• WORK REQUIRED: Convert each line of all the entries below into a JSON list of strings, one string per line, with blank lines left out. Leave the pictures out of the list.

• LISTING:
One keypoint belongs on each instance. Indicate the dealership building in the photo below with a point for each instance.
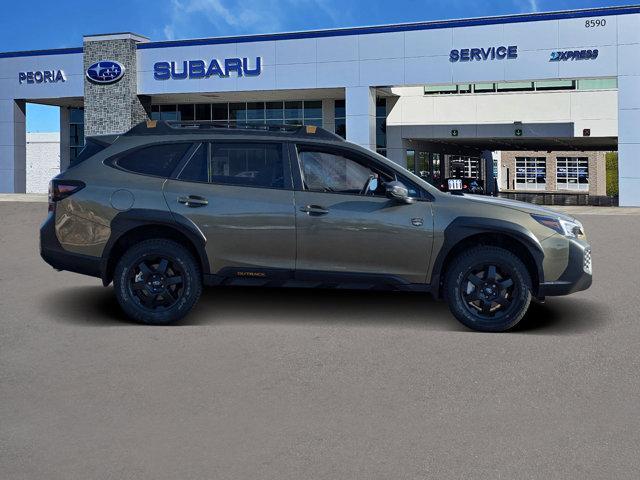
(525, 103)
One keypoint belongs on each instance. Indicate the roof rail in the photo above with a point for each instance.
(174, 127)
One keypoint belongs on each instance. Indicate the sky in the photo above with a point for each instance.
(37, 24)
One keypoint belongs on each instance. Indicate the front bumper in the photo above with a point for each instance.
(52, 252)
(576, 277)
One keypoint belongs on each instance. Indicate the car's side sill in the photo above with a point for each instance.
(272, 277)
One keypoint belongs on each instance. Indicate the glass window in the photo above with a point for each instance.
(238, 113)
(440, 89)
(381, 132)
(514, 86)
(313, 121)
(275, 111)
(255, 113)
(293, 110)
(555, 85)
(464, 167)
(341, 127)
(158, 160)
(381, 107)
(484, 87)
(186, 112)
(312, 110)
(168, 112)
(220, 112)
(247, 164)
(411, 161)
(197, 170)
(598, 84)
(531, 173)
(323, 171)
(572, 173)
(203, 111)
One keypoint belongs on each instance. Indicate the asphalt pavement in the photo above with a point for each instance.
(299, 384)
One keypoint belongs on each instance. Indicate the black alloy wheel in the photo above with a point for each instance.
(488, 289)
(157, 281)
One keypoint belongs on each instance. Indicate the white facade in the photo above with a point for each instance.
(359, 60)
(43, 160)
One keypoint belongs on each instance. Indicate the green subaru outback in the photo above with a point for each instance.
(168, 207)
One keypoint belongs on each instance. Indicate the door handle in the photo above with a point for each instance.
(193, 201)
(314, 210)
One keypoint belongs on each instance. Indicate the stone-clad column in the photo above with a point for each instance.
(114, 107)
(360, 103)
(13, 157)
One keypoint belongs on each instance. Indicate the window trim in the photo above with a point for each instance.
(425, 196)
(209, 144)
(112, 161)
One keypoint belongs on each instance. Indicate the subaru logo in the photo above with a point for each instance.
(105, 71)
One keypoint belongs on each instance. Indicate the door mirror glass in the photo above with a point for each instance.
(454, 184)
(397, 191)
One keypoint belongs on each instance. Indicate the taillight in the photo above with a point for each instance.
(60, 189)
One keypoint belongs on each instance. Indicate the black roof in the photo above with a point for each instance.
(170, 127)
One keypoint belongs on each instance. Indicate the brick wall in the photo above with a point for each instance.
(597, 170)
(115, 107)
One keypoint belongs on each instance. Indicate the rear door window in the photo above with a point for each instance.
(243, 164)
(157, 160)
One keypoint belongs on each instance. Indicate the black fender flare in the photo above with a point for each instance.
(464, 227)
(126, 221)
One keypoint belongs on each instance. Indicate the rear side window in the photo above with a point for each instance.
(242, 164)
(158, 160)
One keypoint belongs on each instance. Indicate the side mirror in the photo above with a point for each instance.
(398, 192)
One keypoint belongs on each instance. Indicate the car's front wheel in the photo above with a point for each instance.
(488, 289)
(157, 281)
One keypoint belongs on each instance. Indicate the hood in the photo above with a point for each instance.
(517, 205)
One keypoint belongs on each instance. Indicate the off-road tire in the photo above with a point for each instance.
(474, 266)
(131, 284)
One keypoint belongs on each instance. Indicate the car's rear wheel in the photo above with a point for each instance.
(157, 282)
(488, 289)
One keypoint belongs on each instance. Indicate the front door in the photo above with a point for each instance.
(346, 224)
(238, 194)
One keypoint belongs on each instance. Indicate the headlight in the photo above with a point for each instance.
(564, 227)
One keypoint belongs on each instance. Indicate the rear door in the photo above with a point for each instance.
(239, 194)
(344, 227)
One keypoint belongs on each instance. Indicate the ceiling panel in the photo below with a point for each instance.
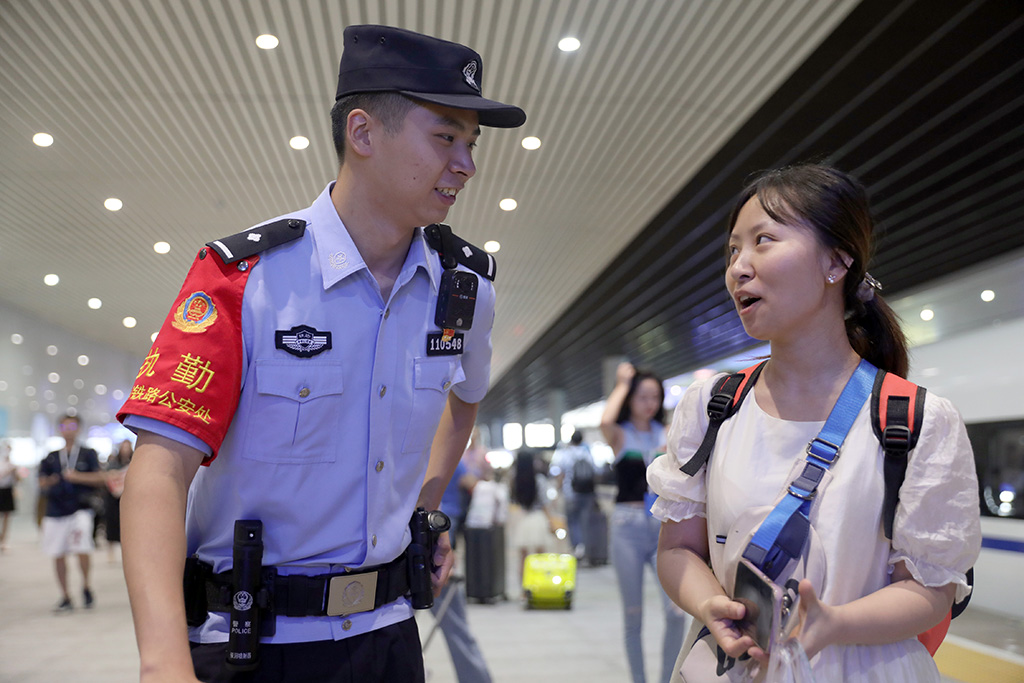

• TASK SOLUTION:
[
  "One keypoint belongs on each instance. Indicate the dealership building in the photo below with a point for each instance.",
  "(525, 103)",
  "One keypoint belongs on each instance. Indicate the roof rail in the photo above with a point for each instance.",
  "(174, 127)",
  "One keypoint belongs on each instance. Indicate the sky in the photo above with a point for each instance.",
  "(37, 24)",
  "One keypoint belongs on each instance. Indicate the front bumper in the photo above with a point for each instance.",
  "(52, 252)",
  "(576, 277)",
  "One keypoint belongs on each instance. Indicate the car's side sill in the photo above with a point for each instance.",
  "(272, 277)",
  "One keypoint belongs on each instance. Indicate the glass window in the photo above with a point for each instance.",
  "(238, 113)",
  "(440, 89)",
  "(381, 132)",
  "(514, 86)",
  "(313, 121)",
  "(275, 111)",
  "(255, 113)",
  "(293, 110)",
  "(555, 85)",
  "(464, 167)",
  "(341, 127)",
  "(158, 160)",
  "(381, 107)",
  "(484, 87)",
  "(186, 112)",
  "(312, 110)",
  "(168, 112)",
  "(220, 112)",
  "(247, 164)",
  "(411, 161)",
  "(197, 170)",
  "(598, 84)",
  "(531, 173)",
  "(323, 171)",
  "(572, 173)",
  "(203, 111)",
  "One keypoint belongs on each instance. Indicate the asphalt pavement in the photo above with a point for each instance.",
  "(299, 384)",
  "One keypoint belongs on each instance. Indicate the black alloy wheel in the photo above with a point for each instance.",
  "(488, 289)",
  "(157, 281)",
  "One keypoint belongs on each instance. Indicate the white facade in the photo above with a point for each instance.",
  "(359, 60)",
  "(43, 160)",
  "One keypoint belongs on each instance. Indicate the green subaru outback in the photo above with a point for each instance.",
  "(168, 207)",
  "One keypoint belongs on each instance. Indicate the door handle in the photo above with a point for each instance.",
  "(193, 201)",
  "(314, 210)",
  "One keypoint belongs on each instance. Indicate the stone-clad column in the photo above with a point for each instance.",
  "(114, 107)",
  "(360, 103)",
  "(13, 157)",
  "One keypoint belongs on each instance. Indicate the window trim in the photo above with a point for each instance.",
  "(425, 196)",
  "(209, 144)",
  "(112, 161)",
  "One keypoint belongs on each instance. Indicate the subaru logo in the photo above with a point for each instance.",
  "(105, 71)",
  "One keypoint belongs on each instance. Indicate the door mirror glass in the photo above with a point for each instance.",
  "(454, 184)",
  "(397, 191)",
  "One keypoint belongs on each instance. Indicate the taillight in the photo above with a point for each instance.",
  "(60, 189)",
  "One keypoint belongs on each instance. Indicate the black roof in the photo above with a point for each instance.",
  "(170, 127)",
  "One keypoint belongs on each instance. Indicate the brick wall in the photo above with a point for each instance.",
  "(597, 170)",
  "(115, 107)",
  "One keypoint belongs on each instance. Indicate the rear door window in the photo above with a point for each instance.",
  "(243, 164)",
  "(157, 160)",
  "One keypoint belongs on each instance. Indicate the black fender flare in the photo above with a point for each instance.",
  "(464, 227)",
  "(126, 221)",
  "One keypoint belongs on each instance. Indicate the rear side window in the photo above with a point for each instance.",
  "(242, 164)",
  "(158, 160)",
  "One keypoint belongs on each instance. Indicate the side mirror in the photo above with a point for each instance.",
  "(398, 192)",
  "One keypoint belongs on each instance. Indicate the car's front wheel in the photo above with a point for each instance.",
  "(488, 289)",
  "(157, 281)",
  "One keypoint belongs on each instance. Indicate the hood in the photo above with a point for each instance.",
  "(517, 205)",
  "One keypoint belongs on each instance. Indicate the off-road tire in the photo above with a point for each instance.",
  "(474, 266)",
  "(131, 284)",
  "One keypoint belongs on each instance. Indicate the car's rear wheel in the photo above with a point for each instance.",
  "(157, 282)",
  "(488, 289)",
  "One keypoint belongs on each instance. Indicate the front door in the photo above with a point for each instance.",
  "(346, 224)",
  "(238, 194)",
  "One keypoint belongs on each instance. Indicate the headlight in the photo above with a point for each instance.",
  "(564, 227)",
  "One keypoint belongs on each instance. Indicate the rear door in the photo above with a point for each instance.",
  "(239, 194)",
  "(344, 227)",
  "One keypoint belongs on each instance. Indicate the ceiling panel in the photo below with a point for each instance."
]